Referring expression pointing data
────────────────
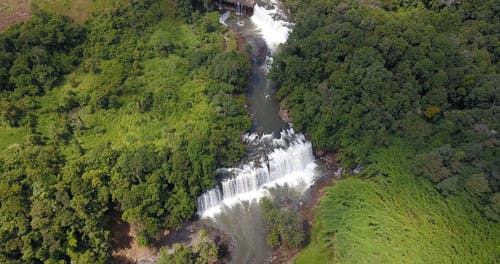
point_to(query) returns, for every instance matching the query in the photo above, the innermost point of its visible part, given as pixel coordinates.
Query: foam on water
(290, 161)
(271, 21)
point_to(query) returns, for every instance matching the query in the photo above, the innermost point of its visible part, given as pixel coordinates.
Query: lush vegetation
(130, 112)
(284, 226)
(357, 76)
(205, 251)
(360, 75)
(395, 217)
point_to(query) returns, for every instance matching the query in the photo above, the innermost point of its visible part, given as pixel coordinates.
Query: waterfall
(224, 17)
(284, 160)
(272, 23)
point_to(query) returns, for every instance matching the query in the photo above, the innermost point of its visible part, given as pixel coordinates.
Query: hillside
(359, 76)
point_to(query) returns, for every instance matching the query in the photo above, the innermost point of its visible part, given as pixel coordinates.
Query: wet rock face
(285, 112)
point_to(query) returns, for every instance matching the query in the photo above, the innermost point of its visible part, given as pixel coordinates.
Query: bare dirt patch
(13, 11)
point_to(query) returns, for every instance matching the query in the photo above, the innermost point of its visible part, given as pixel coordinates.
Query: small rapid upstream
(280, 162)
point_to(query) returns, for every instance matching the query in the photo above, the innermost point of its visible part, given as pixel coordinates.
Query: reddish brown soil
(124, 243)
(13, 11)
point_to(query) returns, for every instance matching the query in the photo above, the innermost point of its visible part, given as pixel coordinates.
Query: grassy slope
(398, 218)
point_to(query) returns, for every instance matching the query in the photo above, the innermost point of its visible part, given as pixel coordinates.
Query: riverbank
────────────────
Task directions
A verbatim copy of the data, pictures removed, is the expected result.

Solution to the exercise
point_to(query) returns, for every instance matching the query in the photo above, the innermost point of its visible part, given as pixel coordinates.
Query: foam on water
(290, 161)
(271, 21)
point_to(query) returns, for every instance matching the query in the photo above, the innermost point of its visible part, given as pixel coordinates.
Query: lush vegetation
(130, 112)
(284, 226)
(357, 76)
(205, 251)
(360, 75)
(395, 217)
point_to(query) returns, for every instance matching the query in the photo above, the innermost point of its visible part, given as pixel coordinates.
Query: waterfall
(224, 17)
(284, 160)
(272, 23)
point_to(query) returns, for every instance matching the query in the photo above, the innermost point of its visible part, given as pixel coordinates.
Query: hillside
(359, 76)
point_to(query) returns, for every instance matching the query in the photo above, the innermost point of its visible part, given as pixel coordinates.
Query: wet rock face
(285, 112)
point_to(query) returns, for every instance matching the query in the photo above, the innermost point of its visible part, given as pixel coordinates.
Query: bare dirt patch
(13, 11)
point_to(query) returns, for every instance matching the query in the photo above, the innermost point of its visible part, given as pixel coordinates.
Query: small rapid upstream
(280, 162)
point_to(query) returns, for every instance matching the query in the photo above, the innermost point of its visible part, given as pixel coordinates.
Query: reddish brown soil
(124, 243)
(13, 11)
point_to(query) returns, for every instance matching the query in the photo above, the innermost point of its visible part, given as pixel coordinates.
Query: grassy slope
(398, 218)
point_to(query) returns, for every instance matching the query in the photo above, the innermost point of its visible part, given as pixel coordinates.
Query: riverbank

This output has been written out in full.